### Excerpt provided:
· · · · · · ·

"Life Care" is another name for a Continuing Care Retirement Community, or "CCRC." As the name suggests, a CCRC is a retirement community that provides a full spectrum of health care options for residents, from total independence to total care in an on-site skilled nursing unit.
CCRCs strive to provide an optimum mix of independence, comfort and security for their residents. Most residents enter in their 70's, with the average age being about 75. Due to the need to control health care costs, residents must be relatively healthy at the time they join. As a result, most CCRCs have a substantial community of healthy and active residents who participate in both structured and unstructured activities, and who provide opportunities to interact socially with peers.
CCRCs also have special advantages for married couples who are concerned about being separated by illness. A certain amount of assistance is available in a CCRC without moving from the main residential areas. Such assistance may be provided by nursing staff or home health aides employed by the facility. (Policies for providing home care vary from one facility to the next, so it is important to review your contract carefully with respect to such services if you are considering joining a CCRC.)
If the health of one spouse declines to the point that he or she cannot live independently, higher levels of care are available without moving from the community. The ill spouse may have to move to a different building or unit within the same building, but he or she will remain close at hand.
A CCRC will work for you if:
The physical layout of CCRCs varies greatly, but all have primary residential areas, assisted living and a skilled nursing center.
Primary residential areas range from high-rise apartments to garden apartments, townhouses, cottages and even single-family homes. The majority offer low-rise condominium residences. Some facilities include recreational amenities, such as a pool, tennis courts or function rooms. Virtually all CCRCs have common areas and a common dining room.
Assisted living in a CCRC refers to services, either in the apartment or in a separate part of the facility, to help the individual with daily activities which do not rise to the level of medical care. Typical examples are help with walking or personal care. Most CCRCs provide a limited amount of such assistance to residents in their regular apartments, but they will move the person to unit designed especially for assisted living if their need for assistance reaches a certain level.

· · · · · · ·

Dataset entries

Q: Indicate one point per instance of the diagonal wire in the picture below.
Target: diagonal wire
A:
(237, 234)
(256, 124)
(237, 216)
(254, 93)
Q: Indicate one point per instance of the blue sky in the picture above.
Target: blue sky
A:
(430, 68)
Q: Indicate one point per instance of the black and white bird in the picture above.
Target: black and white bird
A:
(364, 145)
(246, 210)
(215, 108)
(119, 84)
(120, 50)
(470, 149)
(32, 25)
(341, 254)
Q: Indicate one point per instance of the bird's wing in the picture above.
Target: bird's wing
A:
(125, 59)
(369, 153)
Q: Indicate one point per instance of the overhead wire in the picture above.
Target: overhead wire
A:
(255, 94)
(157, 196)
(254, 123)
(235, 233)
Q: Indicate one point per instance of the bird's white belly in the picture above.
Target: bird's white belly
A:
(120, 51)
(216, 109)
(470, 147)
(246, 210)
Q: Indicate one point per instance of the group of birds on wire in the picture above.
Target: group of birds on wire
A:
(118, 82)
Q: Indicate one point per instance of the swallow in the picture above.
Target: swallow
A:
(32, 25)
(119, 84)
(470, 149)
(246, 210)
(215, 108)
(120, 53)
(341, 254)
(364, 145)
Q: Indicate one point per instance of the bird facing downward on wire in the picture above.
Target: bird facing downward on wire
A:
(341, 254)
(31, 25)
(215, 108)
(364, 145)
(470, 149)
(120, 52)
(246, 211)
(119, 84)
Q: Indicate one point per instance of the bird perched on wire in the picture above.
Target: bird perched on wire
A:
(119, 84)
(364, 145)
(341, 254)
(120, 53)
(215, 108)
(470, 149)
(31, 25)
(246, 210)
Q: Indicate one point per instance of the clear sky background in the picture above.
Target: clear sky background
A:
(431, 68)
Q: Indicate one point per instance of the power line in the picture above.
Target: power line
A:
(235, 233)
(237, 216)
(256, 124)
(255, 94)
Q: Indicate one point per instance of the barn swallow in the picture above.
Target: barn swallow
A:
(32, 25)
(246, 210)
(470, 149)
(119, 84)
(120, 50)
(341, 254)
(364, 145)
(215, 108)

· · · · · · ·

### What needs to be done:
Based on the passage about Continuing Care Retirement Communities, answer yes or no to whether each statement agrees with it, and quote the words that decide it. (a) Most residents enter a CCRC in their 60's. (b) Virtually all CCRCs have a common dining room. (c) Assisted living services in a CCRC are provided only in a separate part of the facility.

### Answer box:
(a) No: "Most residents enter in their 70's, with the average age being about 75."
(b) Yes: "Virtually all CCRCs have common areas and a common dining room."
(c) No: "either in the apartment or in a separate part of the facility"